INSTRUÇÕES A SEGUIR:
Transcreva literalmente a parte do trecho do documento sobre operações de M&A que vai de "Especialistas do setor" até "busca de investidores?", inclusive.

***** TRECHO DO DOCUMENTO *****

Você e a sua empresa estão preparados para o processo de M&A?
Especialistas do setor prevêem que o final de 2020 será marcado por intensa movimentação de operações de M&A. Mas afinal, o que são essas operações? Quais são as etapas (milestones) envolvidas do começo ao fim do processo? Quem são os players? Qual a dinâmica e os cuidados a serem observados pelas empresas conduzindo um processo de M&A, especialmente as que estão em busca de investidores?
M&A é a sigla, em inglês, para Fusões e Aquisições (Mergers & Acquisitions) e é o termo geralmente utilizado para descrever a consolidação, total ou parcial, de empresas, unidades de negócios ou ativos.
Embora uma transação de M&A envolva, normalmente, apenas 4 importantes milestones: valuation, due diligence, signing e closing, o processo como um todo pode, facilmente, levar mais de 18 meses até sua conclusão.

***** CONJUNTO DE DADOS *****

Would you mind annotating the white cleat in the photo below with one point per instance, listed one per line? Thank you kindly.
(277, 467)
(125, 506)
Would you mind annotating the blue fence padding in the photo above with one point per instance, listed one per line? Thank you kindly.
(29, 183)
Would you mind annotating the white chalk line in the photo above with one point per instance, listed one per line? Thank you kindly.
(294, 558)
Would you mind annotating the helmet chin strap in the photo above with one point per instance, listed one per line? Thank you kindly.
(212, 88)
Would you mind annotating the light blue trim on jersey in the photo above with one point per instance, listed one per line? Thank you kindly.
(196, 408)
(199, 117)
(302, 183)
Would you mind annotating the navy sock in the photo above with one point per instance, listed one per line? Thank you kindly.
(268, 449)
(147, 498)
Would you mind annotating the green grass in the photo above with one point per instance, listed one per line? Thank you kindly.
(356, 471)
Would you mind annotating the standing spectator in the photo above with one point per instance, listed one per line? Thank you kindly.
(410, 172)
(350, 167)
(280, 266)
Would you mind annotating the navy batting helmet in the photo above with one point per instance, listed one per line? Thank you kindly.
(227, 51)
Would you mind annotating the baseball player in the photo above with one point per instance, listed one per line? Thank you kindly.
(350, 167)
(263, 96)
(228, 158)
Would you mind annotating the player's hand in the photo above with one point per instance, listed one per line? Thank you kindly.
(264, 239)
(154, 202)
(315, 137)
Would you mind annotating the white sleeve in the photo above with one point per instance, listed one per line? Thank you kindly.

*****

RESULTADO:
Especialistas do setor prevêem que o final de 2020 será marcado por intensa movimentação de operações de M&A. Mas afinal, o que são essas operações? Quais são as etapas (milestones) envolvidas do começo ao fim do processo? Quem são os players? Qual a dinâmica e os cuidados a serem observados pelas empresas conduzindo um processo de M&A, especialmente as que estão em busca de investidores?